To do
Find the string "twig" in the records. Copy each line that has it.

Point localization data:
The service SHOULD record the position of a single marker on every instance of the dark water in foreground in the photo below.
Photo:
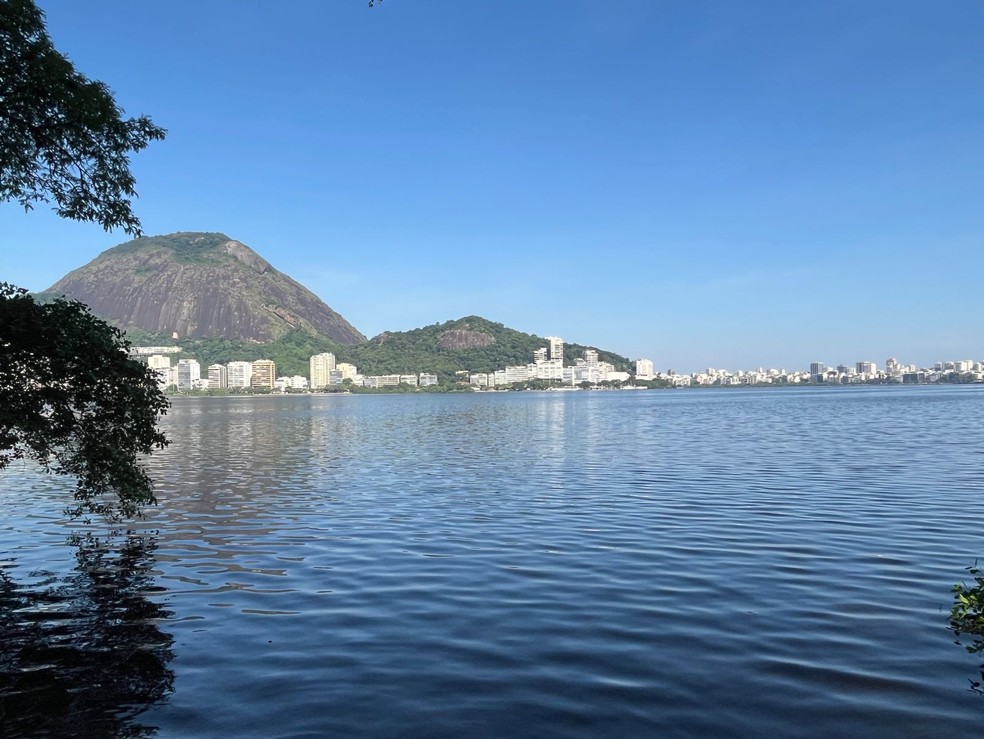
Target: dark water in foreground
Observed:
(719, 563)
==
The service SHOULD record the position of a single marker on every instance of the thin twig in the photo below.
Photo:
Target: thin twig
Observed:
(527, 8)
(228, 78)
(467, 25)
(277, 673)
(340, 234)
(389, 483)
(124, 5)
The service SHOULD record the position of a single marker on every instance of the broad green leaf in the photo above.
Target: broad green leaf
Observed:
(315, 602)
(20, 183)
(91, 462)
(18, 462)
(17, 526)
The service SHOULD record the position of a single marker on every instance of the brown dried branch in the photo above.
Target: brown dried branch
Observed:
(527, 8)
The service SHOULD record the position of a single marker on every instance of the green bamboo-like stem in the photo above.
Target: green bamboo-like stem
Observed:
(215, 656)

Task answer
The service SHOULD record the position of a single marker on every instance of the thin twig in the photo below.
Target: thin twig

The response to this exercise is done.